Task requirements: Rewrite everything from the line containing "Please examine the trail-camera image above and box every brick" down to the line containing "[181,245,228,258]", both ends included, and nothing else. Keep the request lines unchanged, but multiply each box coordinate by 1.2 and round it to a whole number, rounding halves up.

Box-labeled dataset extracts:
· · · ·
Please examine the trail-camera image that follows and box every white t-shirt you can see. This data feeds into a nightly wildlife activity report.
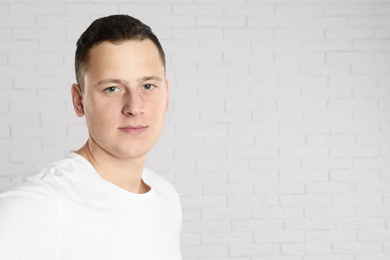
[0,153,181,260]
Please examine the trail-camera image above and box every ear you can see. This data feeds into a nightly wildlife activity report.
[165,80,169,112]
[72,84,84,117]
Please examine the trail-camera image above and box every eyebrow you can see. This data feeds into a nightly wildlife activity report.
[97,75,162,86]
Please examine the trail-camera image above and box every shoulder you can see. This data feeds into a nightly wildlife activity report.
[143,168,178,197]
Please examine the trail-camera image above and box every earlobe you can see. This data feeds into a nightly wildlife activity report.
[165,80,169,112]
[72,84,84,117]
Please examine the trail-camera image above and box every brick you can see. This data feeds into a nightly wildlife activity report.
[248,14,298,28]
[250,64,299,77]
[280,122,330,134]
[306,182,354,195]
[333,242,382,254]
[356,205,390,218]
[181,196,226,208]
[200,39,251,52]
[224,28,273,40]
[223,51,274,64]
[203,135,255,146]
[65,4,118,15]
[180,234,200,246]
[249,158,301,170]
[305,205,355,218]
[353,158,390,169]
[181,245,228,258]
[280,194,331,206]
[0,13,35,27]
[255,134,305,146]
[11,125,66,138]
[11,101,65,115]
[202,232,252,245]
[306,134,356,145]
[171,51,222,63]
[228,195,279,208]
[330,121,379,134]
[175,182,203,196]
[279,76,328,87]
[300,64,352,75]
[329,98,378,110]
[330,169,379,181]
[119,3,172,15]
[254,182,305,194]
[196,16,246,27]
[173,27,223,40]
[336,218,385,232]
[175,172,226,184]
[182,219,232,234]
[225,98,276,113]
[36,15,89,27]
[201,208,252,220]
[172,4,223,15]
[281,243,332,255]
[252,40,302,52]
[14,77,70,89]
[279,145,328,158]
[224,2,274,16]
[330,145,379,157]
[12,28,66,40]
[229,244,279,256]
[200,111,251,123]
[255,231,305,244]
[275,51,326,63]
[298,16,349,29]
[267,28,325,41]
[279,169,329,182]
[325,4,374,16]
[353,88,390,98]
[227,171,278,183]
[305,230,357,243]
[197,159,248,171]
[145,16,196,28]
[8,53,63,64]
[356,180,390,193]
[198,63,249,76]
[253,206,303,219]
[284,218,336,231]
[358,230,390,242]
[302,88,352,99]
[0,64,35,77]
[227,146,278,159]
[228,122,278,134]
[10,3,65,17]
[302,158,352,169]
[10,150,64,163]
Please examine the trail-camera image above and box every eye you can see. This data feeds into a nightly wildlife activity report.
[143,84,156,90]
[104,87,119,93]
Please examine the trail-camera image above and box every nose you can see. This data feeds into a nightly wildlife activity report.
[123,91,145,117]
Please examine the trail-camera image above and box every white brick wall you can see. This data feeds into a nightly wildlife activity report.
[0,0,390,260]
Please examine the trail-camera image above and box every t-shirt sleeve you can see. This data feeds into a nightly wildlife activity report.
[0,183,61,260]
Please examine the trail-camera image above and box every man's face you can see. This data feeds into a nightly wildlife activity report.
[78,39,169,159]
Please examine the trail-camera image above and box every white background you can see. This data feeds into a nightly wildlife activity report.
[0,0,390,260]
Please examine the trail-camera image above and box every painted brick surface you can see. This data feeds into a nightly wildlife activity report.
[0,0,390,260]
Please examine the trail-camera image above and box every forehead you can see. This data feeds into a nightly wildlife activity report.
[86,39,165,80]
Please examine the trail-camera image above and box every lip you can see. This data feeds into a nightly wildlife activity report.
[119,125,148,135]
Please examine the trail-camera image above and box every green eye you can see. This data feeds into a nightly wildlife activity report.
[143,84,155,90]
[105,87,118,93]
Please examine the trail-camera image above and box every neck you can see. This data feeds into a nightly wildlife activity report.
[76,139,150,193]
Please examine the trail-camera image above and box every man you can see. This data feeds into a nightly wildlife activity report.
[0,15,181,260]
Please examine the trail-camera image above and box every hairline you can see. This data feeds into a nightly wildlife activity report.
[76,36,166,92]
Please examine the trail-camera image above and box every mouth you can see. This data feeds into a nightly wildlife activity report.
[119,125,148,135]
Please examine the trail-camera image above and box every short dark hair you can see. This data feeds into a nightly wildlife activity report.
[75,14,165,90]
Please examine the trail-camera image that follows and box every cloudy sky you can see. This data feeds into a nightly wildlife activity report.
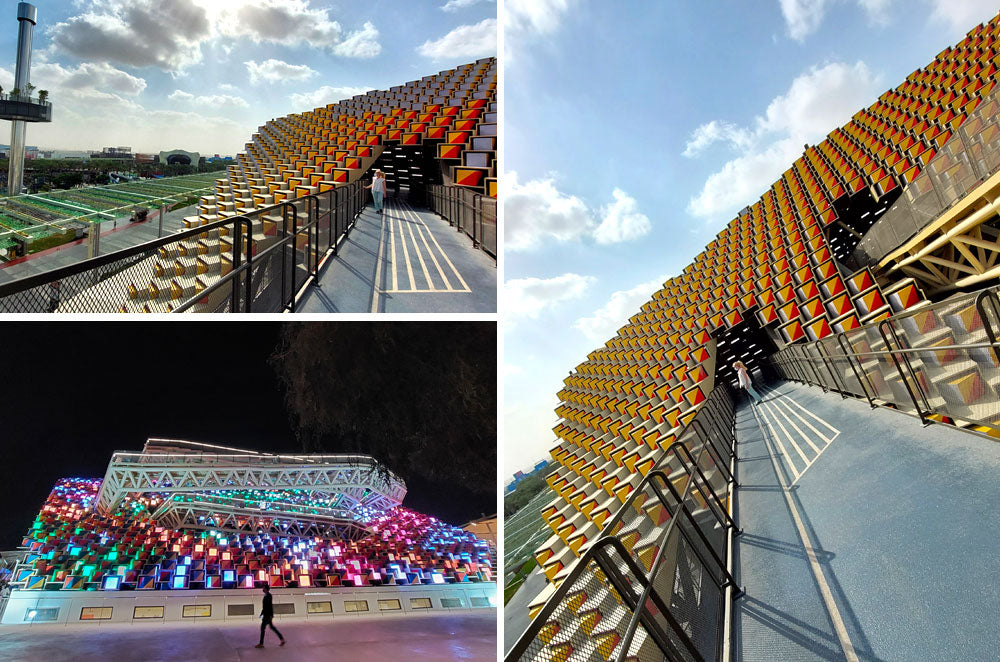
[0,0,497,154]
[502,0,1000,476]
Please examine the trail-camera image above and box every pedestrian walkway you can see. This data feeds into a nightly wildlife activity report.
[733,383,1000,662]
[0,609,497,662]
[296,198,497,313]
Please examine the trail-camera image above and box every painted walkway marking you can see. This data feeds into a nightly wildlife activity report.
[380,200,472,293]
[752,404,858,662]
[758,389,840,485]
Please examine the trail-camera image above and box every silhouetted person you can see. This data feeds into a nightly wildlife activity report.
[733,361,760,404]
[365,170,385,214]
[254,584,285,648]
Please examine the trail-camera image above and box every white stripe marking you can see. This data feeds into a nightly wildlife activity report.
[754,404,858,662]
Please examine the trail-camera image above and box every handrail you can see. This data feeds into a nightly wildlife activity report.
[504,384,728,662]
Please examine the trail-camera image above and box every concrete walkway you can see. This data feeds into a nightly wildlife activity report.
[733,383,1000,662]
[0,609,497,662]
[296,199,497,313]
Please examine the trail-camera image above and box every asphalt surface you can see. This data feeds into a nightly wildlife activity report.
[0,609,497,662]
[733,383,1000,662]
[296,199,497,313]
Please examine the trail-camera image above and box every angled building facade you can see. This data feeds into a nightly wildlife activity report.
[531,10,1000,636]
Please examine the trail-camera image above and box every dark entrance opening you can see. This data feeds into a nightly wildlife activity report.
[823,186,903,273]
[366,145,444,207]
[712,306,778,388]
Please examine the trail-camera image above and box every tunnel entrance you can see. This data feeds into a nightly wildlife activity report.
[712,306,778,387]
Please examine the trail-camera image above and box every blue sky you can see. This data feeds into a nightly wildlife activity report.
[502,0,1000,476]
[0,0,497,154]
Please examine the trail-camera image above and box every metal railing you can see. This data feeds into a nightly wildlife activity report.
[770,288,1000,428]
[0,181,365,313]
[505,384,741,662]
[426,184,497,259]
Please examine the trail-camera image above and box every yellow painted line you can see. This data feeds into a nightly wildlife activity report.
[371,208,385,313]
[751,405,799,479]
[767,400,826,456]
[396,210,417,289]
[406,206,434,290]
[754,404,858,662]
[383,206,399,292]
[406,197,472,292]
[408,205,455,291]
[764,396,809,470]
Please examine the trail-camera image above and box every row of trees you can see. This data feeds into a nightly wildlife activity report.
[0,159,226,193]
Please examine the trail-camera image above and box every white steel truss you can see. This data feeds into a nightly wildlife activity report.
[96,439,406,535]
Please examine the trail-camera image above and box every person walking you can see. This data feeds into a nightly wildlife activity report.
[365,170,385,214]
[254,584,285,648]
[733,361,761,404]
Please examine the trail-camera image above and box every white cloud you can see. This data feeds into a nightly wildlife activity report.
[333,22,382,58]
[441,0,494,12]
[779,0,908,42]
[417,18,497,60]
[289,85,372,112]
[780,0,827,41]
[48,0,382,74]
[48,0,211,72]
[243,58,319,83]
[501,171,651,252]
[501,171,595,251]
[685,62,882,221]
[594,187,652,244]
[573,276,667,342]
[930,0,1000,38]
[504,0,575,38]
[31,62,146,99]
[167,90,250,108]
[684,120,751,157]
[503,273,597,321]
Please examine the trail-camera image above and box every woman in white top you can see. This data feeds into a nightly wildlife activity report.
[733,361,760,404]
[365,170,385,214]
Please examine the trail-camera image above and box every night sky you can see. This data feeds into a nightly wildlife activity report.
[0,321,496,549]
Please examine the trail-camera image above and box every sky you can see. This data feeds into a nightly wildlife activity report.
[501,0,1000,480]
[0,0,497,155]
[0,321,496,550]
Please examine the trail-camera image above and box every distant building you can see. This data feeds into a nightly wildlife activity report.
[160,149,201,165]
[90,147,135,161]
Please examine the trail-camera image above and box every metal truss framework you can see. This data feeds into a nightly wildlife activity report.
[153,499,368,540]
[96,439,406,539]
[880,173,1000,295]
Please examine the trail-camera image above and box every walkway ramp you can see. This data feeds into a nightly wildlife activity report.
[733,383,1000,662]
[297,198,497,313]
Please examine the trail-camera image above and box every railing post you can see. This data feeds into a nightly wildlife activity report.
[976,290,1000,365]
[837,332,877,409]
[878,320,930,427]
[799,345,828,393]
[229,216,244,313]
[816,340,847,400]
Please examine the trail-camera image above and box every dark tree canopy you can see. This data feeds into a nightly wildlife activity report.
[272,322,497,518]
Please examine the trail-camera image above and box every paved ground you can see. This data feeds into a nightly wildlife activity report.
[296,199,497,313]
[0,205,198,283]
[733,383,1000,662]
[0,610,497,662]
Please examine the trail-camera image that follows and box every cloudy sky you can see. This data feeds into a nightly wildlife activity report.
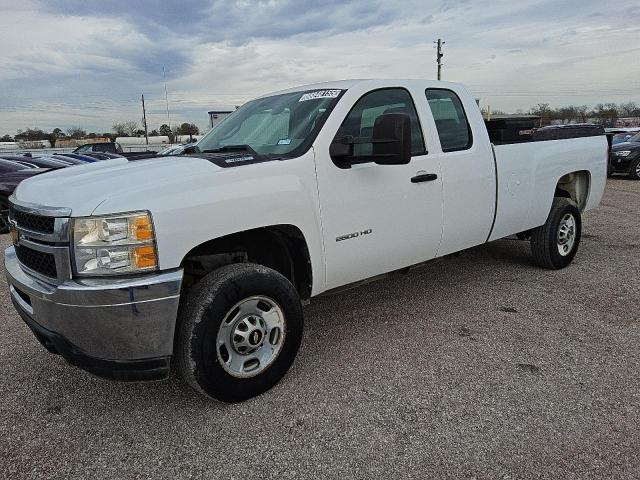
[0,0,640,134]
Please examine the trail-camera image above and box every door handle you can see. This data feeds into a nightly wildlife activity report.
· · · ·
Written answer:
Please examine the trail-camera image above and box every brick you can see. This data feeds into a nightly wildlife activity report.
[298,17,358,34]
[300,77,359,92]
[336,146,396,161]
[367,218,425,234]
[400,290,458,305]
[427,246,468,262]
[217,235,271,250]
[240,47,301,62]
[269,34,328,48]
[268,61,329,77]
[244,162,306,175]
[78,5,142,18]
[216,281,240,295]
[299,190,361,204]
[366,246,426,262]
[424,190,468,203]
[217,294,274,310]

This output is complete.